*TEXT SHOWN*
-- start --

This generally seems to be the key principle of creating something great – nothing brilliant is born out of the goal to maximize profits. You have to have a romantic idea. In order to change the world, you have to think about the beautiful future of the mankind. A genius of the 20th century has to think in terms of the world, no less, and wholeheartedly believe that he can change it. Neither Michael nor Steve ever doubted it. There is no limit to what you can do, Jackson claimed. You only need to believe in yourself. “I don’t want to be another can on the assembly line,” he used to say. “My priority in life is to make a difference, to tread unfamiliar, uncharted territory and to leave some trails behind.” Jobs enticed talented executives with a simple question: “Do you want to sell sugared water for the rest of your life? Or do you want to come with me and change the world?”

2. Charisma and ability to inspire

Any product of talent, even one conceived by a genius, is eventually a product of the team work. So it is not enough to want to change the world – you have to know how to inspire this desire in others. Jobs was an incredibly charismatic person who could convince people around him in possibility of the impossible. His colleagues joked that he had a “reality distortion field” – people who happened to be around him got imbued with his vision and lost the ability to see things clearly. Michael similarly inspired people with his ideas. Just listen to his colleagues and fellow dancers from “This Is It,” read their memoirs – they all worked enthusiastically day and night, inventing new things, being creative, because everybody had a feeling that they were making history.

-- end --

*SUPPLIED DATA*
-- start --

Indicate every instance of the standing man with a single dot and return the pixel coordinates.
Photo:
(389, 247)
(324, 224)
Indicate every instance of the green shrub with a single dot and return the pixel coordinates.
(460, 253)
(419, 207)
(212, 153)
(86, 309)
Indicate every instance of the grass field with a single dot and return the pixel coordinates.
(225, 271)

-- end --
-- start --

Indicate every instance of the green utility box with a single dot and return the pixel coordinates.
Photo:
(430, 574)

-- end --

*REQUESTS*
1. Answer these from the text on Michael Jackson and Steve Jobs:
(a) What did Jackson say he did not want to be?
(b) What question did Jobs put to talented executives he wanted to recruit?
(c) What did Jobs's colleagues joke that he had?
2. Pick up the text on Michael Jackson and Steve Jobs after its last sentence and continue it.

*RESPONSES FOR EACH TASK*
1.
(a) He said he did not want to be "another can on the assembly line."
(b) He asked them, "Do you want to sell sugared water for the rest of your life? Or do you want to come with me and change the world?"
(c) They joked that he had a "reality distortion field."

2.
3. Perfectionism

Michael JacksonIt’s impossible to produce anything really cool unless you are a perfectionist who spends loads of time on every minor thing and drives others up the wall by picking on details. Because if you don’t care about the quality of your product, the consumer will immediately see it. Jobs was hysterical when the computer was assembled with a wrong disk drive – with one extra button. Jackson cried when the album wasn’t sounding as envisioned, and made his engineers remix everything from scratch. Jobs blew release dates by introducing endless improvements into his product; Jackson recorded twenty takes of a vocal part, although oftentimes the final mix ended up containing the first take. Nobody was allowed to see the unfinished product. The public was supposed to get no less than perfection.

And they set equally high standards for all around. Michael was extremely courteous and polite explaining to the best producer in the industry that none of his 20 songs are good enough; Steve wasn’t shy to tell people that they had made crap, but essentially, each with their own methods, be it a whip or a carrot, they knew how to bring the most out of people. “He taught us to do everything the best way possible: Michael was a perfectionist and we had to start from scratch to produce music the best possible way,” said colleagues about Jackson. “His strength, integrity and love of life has made us all better people,” wrote colleagues from Pixar about Jobs.

4. Less is more

With all this perfectionism, endless examination of options, and tireless search, both, however, understood the value of ultimate simplicity and minimalism. Upon returning to Apple, the first thing Steve did was abolish the long product line and leave only four models. Each of them had to have the simplest interface possible. He relieved the consumer of the burden of choice and the burden of having to learn unnecessary features. “Steve Jobs has designed a powerful computer that an illiterate six-year-old can use without instruction,” a Forbes editor wrote. “If that isn’t magical, I don’t know what is.” Melodies must be simple, Michael Jackson used to say about his craft. A great melody is the one that any child can sing. In spacious halls of the Apple Store only four laptop models sit on the tables, but the choice out of four is much more pleasant than out of 44. Jackson released 7 albums in 30 years, but every song in them was perfect. Each product from Apple’s short list is ideal for the user. Each of Michael’s seven albums is precious. And that is why the announcement of a new Apple product, just as the announcement of a new Michael Jackson album, was always a big event.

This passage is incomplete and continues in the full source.